→ **EXCERPT TO READ**:
Clinical features and outcomes of women with unstable ischemic heart disease: observations from metabolic efficiency with ranolazine for less ischemia in non-ST-elevation acute coronary syndromes-thrombolysis in myocardial infarction 36 (MERLIN-TIMI 36).
Author(s): Mega JL, Hochman JS, Scirica BM, Murphy SA, Sloan S, McCabe CH, Merlini P, Morrow DA
Affiliation(s): Brigham and Women's Hospital, 350 Longwood Ave, 1st Floor, Boston, MA 02115, USA. email@example.com
Publication date & source: 2010-04-27, Circulation., 121(16):1809-17. Epub 2010 Apr 12.

→ **REQUIRED ACTION**: Reproduce the article citation above word for word, beginning at the words "Clinical features and" and stopping after "2010 Apr 12.".

(Saved data entries)
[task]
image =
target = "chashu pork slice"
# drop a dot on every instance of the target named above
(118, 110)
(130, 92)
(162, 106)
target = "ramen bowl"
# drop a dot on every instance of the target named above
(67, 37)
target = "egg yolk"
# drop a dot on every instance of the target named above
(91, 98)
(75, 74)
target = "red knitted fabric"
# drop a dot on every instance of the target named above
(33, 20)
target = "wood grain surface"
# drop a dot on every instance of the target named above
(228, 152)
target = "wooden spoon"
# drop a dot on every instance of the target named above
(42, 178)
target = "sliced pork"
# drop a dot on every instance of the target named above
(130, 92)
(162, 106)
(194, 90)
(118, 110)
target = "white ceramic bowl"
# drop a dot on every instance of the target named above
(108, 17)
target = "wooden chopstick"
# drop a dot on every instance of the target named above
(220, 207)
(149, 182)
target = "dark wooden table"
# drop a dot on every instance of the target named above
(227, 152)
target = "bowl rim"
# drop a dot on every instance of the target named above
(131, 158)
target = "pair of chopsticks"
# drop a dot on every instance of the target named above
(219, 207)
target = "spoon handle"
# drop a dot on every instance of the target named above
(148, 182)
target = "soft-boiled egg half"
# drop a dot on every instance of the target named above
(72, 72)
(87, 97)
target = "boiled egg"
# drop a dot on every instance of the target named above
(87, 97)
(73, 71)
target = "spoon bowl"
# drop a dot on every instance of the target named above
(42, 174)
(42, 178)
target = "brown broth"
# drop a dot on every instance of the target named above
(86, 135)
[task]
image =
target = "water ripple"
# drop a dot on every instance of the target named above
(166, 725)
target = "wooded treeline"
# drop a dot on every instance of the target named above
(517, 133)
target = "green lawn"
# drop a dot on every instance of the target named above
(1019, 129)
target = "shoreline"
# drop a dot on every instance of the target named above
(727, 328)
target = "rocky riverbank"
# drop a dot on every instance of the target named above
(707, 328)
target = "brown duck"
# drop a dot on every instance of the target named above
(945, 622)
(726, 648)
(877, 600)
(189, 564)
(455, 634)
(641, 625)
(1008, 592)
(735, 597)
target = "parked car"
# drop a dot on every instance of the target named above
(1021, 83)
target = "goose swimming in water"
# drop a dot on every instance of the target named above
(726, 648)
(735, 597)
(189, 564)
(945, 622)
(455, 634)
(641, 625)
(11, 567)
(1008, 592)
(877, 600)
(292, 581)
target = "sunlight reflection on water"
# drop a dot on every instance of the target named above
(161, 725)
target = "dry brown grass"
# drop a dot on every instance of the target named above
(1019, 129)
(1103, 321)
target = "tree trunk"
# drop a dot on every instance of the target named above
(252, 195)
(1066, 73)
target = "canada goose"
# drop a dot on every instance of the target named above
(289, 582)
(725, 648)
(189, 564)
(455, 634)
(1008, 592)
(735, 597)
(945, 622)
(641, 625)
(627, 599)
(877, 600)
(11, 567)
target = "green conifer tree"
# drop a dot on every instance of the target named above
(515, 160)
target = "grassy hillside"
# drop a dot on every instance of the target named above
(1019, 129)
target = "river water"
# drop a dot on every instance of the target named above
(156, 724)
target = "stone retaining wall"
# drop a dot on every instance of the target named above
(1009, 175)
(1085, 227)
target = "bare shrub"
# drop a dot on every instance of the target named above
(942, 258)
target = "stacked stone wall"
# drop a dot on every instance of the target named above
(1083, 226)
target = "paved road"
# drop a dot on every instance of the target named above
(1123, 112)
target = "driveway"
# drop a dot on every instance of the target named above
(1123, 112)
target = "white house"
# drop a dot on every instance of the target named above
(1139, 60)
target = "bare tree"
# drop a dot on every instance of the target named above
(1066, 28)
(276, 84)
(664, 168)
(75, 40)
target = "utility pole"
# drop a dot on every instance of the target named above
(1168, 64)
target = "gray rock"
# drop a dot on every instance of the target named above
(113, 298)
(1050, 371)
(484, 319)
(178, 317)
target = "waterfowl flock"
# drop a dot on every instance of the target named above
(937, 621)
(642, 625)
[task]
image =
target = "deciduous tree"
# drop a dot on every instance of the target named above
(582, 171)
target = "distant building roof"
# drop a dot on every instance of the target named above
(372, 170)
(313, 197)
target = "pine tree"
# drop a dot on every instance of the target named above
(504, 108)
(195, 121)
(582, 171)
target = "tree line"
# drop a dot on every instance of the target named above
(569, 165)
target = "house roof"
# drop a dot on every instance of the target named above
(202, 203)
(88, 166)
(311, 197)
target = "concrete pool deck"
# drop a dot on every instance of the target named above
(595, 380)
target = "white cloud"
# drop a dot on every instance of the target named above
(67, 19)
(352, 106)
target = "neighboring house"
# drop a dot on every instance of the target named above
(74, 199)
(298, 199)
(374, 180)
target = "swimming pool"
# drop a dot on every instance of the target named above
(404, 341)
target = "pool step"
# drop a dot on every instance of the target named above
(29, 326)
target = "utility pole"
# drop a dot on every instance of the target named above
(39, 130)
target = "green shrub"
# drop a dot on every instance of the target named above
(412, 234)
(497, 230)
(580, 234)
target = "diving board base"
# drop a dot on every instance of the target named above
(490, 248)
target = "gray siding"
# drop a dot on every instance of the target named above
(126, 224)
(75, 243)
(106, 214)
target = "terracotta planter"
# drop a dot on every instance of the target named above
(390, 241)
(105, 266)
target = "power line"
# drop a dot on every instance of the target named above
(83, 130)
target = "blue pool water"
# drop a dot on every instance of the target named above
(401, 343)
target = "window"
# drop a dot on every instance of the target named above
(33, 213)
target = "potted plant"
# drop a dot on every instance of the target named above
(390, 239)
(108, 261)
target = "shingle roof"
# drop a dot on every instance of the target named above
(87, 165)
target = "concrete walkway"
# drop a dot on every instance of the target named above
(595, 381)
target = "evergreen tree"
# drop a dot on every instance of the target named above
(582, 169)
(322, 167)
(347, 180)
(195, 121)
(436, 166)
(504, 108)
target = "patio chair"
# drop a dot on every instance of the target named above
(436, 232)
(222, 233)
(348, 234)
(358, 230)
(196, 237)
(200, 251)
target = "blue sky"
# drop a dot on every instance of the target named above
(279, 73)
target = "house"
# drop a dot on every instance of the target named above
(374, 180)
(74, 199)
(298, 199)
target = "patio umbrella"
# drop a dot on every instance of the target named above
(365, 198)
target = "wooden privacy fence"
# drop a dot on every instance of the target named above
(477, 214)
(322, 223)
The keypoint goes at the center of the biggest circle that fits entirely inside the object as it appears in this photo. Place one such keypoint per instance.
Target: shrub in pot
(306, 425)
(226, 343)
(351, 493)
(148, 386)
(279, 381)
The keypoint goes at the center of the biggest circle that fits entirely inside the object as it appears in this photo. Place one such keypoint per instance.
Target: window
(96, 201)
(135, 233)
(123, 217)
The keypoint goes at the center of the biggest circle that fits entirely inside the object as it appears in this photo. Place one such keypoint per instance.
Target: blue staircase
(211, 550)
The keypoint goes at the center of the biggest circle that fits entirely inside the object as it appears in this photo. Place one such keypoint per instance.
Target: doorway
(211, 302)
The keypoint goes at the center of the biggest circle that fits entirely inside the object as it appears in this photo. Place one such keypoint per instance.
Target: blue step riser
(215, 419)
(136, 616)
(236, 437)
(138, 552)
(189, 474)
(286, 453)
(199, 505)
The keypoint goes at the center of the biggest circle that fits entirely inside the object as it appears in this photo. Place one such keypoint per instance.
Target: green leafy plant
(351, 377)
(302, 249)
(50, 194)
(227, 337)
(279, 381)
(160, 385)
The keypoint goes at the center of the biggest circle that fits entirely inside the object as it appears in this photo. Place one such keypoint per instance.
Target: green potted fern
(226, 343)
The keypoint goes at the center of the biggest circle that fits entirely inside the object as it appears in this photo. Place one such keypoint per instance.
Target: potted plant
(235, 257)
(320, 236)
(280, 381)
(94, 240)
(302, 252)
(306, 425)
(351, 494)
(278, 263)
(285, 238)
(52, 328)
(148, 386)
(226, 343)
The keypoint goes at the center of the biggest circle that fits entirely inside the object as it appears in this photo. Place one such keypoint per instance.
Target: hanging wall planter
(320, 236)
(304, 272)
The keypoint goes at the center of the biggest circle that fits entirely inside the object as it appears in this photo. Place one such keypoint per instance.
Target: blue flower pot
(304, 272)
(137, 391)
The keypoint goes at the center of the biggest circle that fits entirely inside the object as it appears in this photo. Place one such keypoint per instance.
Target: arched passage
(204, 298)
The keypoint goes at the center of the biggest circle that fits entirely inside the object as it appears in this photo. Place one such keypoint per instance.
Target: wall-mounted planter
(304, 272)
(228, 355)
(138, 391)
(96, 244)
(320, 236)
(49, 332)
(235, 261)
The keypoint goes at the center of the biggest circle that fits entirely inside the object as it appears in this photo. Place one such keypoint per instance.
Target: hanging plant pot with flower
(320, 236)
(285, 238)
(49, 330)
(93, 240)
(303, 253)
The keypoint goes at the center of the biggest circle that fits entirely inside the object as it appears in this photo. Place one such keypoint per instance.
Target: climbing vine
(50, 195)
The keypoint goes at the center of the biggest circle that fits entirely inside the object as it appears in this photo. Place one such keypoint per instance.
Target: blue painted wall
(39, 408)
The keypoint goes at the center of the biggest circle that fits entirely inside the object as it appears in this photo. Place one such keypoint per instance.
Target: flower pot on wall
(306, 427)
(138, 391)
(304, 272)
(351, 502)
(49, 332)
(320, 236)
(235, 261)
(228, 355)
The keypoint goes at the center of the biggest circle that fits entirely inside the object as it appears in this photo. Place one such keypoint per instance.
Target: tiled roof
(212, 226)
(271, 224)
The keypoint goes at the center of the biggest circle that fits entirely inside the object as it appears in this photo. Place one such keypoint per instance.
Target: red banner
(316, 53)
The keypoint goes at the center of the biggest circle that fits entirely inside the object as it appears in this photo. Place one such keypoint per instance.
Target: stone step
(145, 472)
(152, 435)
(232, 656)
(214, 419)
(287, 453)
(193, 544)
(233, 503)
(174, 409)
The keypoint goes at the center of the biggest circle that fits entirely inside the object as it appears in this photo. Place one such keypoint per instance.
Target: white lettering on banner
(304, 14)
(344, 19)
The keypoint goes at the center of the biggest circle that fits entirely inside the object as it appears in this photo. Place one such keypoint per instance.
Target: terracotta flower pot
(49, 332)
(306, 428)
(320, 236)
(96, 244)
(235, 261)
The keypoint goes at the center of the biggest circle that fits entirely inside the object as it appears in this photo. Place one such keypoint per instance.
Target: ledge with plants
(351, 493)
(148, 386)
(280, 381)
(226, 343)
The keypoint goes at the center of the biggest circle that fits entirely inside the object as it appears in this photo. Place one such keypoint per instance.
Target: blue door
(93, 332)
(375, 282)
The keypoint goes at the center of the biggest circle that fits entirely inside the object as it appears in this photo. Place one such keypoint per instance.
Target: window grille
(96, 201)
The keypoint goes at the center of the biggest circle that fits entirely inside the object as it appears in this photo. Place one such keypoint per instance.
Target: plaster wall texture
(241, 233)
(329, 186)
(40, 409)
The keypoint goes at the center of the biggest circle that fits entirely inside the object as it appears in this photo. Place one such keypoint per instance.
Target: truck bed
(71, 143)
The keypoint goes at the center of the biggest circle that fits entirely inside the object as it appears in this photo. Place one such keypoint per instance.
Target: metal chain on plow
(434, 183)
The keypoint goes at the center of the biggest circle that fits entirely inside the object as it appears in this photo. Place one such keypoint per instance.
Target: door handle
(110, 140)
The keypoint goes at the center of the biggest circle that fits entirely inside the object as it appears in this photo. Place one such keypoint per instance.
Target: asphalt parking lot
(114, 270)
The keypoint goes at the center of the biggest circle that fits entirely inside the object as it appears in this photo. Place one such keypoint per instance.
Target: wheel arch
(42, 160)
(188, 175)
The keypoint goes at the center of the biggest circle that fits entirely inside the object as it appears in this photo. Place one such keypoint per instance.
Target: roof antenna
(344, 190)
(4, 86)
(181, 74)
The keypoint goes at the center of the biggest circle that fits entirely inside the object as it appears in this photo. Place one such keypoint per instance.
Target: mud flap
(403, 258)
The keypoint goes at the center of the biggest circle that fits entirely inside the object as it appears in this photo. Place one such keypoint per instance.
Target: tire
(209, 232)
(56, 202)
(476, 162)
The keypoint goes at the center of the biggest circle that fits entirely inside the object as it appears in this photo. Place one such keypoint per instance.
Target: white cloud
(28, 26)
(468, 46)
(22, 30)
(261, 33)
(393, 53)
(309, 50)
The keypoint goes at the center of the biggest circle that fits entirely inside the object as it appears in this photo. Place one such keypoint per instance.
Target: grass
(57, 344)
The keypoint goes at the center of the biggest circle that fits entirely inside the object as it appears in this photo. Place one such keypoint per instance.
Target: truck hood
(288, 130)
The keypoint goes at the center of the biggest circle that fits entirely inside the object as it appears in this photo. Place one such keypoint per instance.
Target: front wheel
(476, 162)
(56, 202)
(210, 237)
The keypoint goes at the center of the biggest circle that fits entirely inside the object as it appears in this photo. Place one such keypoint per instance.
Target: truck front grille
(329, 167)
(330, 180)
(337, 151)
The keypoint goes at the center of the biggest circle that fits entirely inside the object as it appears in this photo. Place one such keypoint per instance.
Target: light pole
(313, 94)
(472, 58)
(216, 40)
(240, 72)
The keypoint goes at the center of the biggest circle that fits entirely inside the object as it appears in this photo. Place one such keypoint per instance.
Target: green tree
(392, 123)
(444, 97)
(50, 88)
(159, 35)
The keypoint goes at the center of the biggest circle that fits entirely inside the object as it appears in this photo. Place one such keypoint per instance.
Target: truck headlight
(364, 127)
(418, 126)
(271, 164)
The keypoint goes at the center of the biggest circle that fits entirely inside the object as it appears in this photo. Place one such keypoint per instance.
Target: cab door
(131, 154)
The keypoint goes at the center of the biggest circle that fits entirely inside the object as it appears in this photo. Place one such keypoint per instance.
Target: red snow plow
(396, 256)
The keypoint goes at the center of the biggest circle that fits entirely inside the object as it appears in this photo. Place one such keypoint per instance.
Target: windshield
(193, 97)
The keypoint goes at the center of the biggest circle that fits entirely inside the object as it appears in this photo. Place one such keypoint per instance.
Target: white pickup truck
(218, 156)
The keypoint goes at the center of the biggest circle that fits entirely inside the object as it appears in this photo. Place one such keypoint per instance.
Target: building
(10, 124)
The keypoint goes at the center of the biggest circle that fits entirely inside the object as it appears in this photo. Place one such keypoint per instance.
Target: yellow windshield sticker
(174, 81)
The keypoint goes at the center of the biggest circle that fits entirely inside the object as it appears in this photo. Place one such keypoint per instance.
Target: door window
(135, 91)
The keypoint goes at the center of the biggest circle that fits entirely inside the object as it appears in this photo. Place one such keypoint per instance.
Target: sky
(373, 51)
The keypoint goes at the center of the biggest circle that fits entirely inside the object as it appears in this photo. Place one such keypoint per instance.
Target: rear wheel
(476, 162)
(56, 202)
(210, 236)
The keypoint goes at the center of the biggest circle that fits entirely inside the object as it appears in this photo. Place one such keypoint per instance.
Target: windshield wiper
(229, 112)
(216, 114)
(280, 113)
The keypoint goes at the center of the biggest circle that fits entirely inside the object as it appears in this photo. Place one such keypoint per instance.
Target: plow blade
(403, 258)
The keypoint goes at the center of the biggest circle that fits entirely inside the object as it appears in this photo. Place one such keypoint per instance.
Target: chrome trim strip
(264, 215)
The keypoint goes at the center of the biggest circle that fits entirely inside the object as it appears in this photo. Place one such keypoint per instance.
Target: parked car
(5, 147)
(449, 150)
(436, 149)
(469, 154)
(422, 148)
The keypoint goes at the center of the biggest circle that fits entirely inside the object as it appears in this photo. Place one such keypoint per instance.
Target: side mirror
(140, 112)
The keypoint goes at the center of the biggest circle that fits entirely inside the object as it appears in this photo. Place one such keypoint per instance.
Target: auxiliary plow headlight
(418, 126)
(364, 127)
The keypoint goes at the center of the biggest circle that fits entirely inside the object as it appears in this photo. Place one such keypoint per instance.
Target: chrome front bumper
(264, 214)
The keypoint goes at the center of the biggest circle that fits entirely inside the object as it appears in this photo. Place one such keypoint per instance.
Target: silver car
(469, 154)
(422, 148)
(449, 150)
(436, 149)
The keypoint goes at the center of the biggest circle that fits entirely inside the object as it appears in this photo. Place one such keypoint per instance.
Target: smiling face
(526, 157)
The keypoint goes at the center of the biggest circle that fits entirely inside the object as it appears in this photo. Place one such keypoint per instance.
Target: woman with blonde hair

→ **THE COMPLETED TASK**:
Clinical features and outcomes of women with unstable ischemic heart disease: observations from metabolic efficiency with ranolazine for less ischemia in non-ST-elevation acute coronary syndromes-thrombolysis in myocardial infarction 36 (MERLIN-TIMI 36).
Author(s): Mega JL, Hochman JS, Scirica BM, Murphy SA, Sloan S, McCabe CH, Merlini P, Morrow DA
Affiliation(s): Brigham and Women's Hospital, 350 Longwood Ave, 1st Floor, Boston, MA 02115, USA. email@example.com
Publication date & source: 2010-04-27, Circulation., 121(16):1809-17. Epub 2010 Apr 12.